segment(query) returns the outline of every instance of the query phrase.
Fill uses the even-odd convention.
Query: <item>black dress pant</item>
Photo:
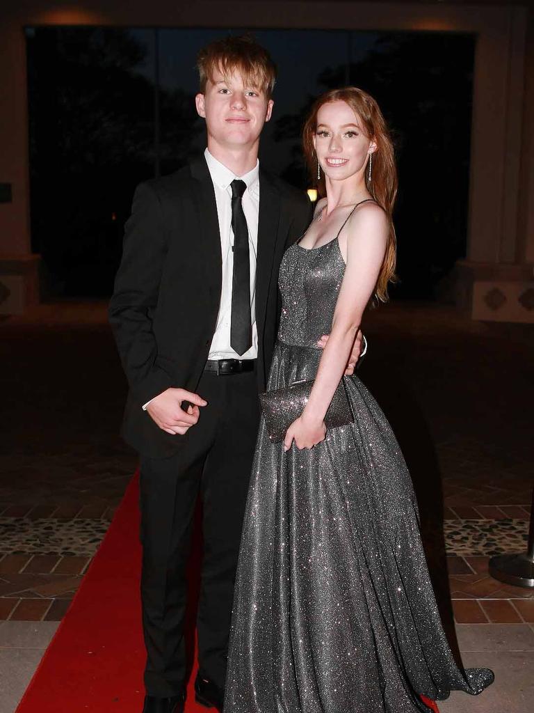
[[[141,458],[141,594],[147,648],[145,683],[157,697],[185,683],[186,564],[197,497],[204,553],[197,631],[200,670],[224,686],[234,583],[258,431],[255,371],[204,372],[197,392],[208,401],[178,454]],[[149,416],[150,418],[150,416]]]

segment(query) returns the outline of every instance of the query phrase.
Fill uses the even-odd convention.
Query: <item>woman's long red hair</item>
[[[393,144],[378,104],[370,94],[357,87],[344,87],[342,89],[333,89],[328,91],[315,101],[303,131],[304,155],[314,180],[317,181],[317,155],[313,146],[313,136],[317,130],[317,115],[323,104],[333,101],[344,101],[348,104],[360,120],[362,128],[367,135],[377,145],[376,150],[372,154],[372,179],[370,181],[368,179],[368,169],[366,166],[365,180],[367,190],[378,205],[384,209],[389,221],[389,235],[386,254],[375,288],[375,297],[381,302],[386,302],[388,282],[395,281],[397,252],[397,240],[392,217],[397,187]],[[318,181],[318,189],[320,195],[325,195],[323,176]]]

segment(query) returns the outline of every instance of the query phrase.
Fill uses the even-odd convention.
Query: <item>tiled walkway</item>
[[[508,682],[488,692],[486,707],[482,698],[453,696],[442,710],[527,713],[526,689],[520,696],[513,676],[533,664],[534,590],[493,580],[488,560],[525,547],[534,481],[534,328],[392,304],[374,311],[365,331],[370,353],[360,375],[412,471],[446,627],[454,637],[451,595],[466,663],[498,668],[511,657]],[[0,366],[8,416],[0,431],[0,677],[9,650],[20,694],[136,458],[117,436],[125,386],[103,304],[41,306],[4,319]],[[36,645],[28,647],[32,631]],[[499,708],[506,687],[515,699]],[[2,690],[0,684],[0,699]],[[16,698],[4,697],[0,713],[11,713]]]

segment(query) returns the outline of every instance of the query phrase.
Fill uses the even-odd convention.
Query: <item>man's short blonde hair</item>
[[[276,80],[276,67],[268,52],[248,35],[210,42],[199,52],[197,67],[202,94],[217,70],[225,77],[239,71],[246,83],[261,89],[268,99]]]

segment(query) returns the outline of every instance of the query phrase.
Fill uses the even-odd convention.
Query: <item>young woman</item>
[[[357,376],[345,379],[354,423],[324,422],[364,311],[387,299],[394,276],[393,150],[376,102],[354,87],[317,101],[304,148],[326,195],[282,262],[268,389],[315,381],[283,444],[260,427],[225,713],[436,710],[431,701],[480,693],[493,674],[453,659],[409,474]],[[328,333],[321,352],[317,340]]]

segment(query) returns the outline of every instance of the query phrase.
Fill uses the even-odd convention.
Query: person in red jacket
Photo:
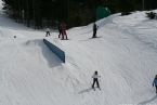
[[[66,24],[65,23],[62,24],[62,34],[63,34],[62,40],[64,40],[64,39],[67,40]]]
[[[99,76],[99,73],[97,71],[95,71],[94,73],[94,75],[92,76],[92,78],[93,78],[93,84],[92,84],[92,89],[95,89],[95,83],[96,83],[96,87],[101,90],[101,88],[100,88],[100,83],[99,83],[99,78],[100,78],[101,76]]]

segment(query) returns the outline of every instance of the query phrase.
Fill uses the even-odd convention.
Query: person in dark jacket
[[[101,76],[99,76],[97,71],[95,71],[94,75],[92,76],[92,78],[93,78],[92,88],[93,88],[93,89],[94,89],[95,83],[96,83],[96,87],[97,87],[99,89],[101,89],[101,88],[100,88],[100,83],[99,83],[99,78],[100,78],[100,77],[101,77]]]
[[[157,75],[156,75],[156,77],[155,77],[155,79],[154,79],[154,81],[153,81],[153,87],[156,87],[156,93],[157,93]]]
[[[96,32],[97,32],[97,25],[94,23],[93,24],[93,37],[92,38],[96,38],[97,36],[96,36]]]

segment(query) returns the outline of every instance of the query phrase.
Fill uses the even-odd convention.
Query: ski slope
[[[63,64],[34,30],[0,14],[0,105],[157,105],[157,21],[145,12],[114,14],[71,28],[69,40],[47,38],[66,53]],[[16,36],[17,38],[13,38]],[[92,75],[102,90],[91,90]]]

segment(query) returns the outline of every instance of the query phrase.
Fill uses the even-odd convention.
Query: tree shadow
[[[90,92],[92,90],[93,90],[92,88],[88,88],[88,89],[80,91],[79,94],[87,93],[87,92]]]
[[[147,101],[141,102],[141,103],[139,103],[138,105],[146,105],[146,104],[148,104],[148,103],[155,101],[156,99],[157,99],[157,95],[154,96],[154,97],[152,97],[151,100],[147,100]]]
----------
## [Exercise]
Pull out every line in the rows above that contains the string "woman", and copy each of those lines unchanged.

## [Result for this exercise]
Query: <item>woman's long red hair</item>
Query: <item>young woman</item>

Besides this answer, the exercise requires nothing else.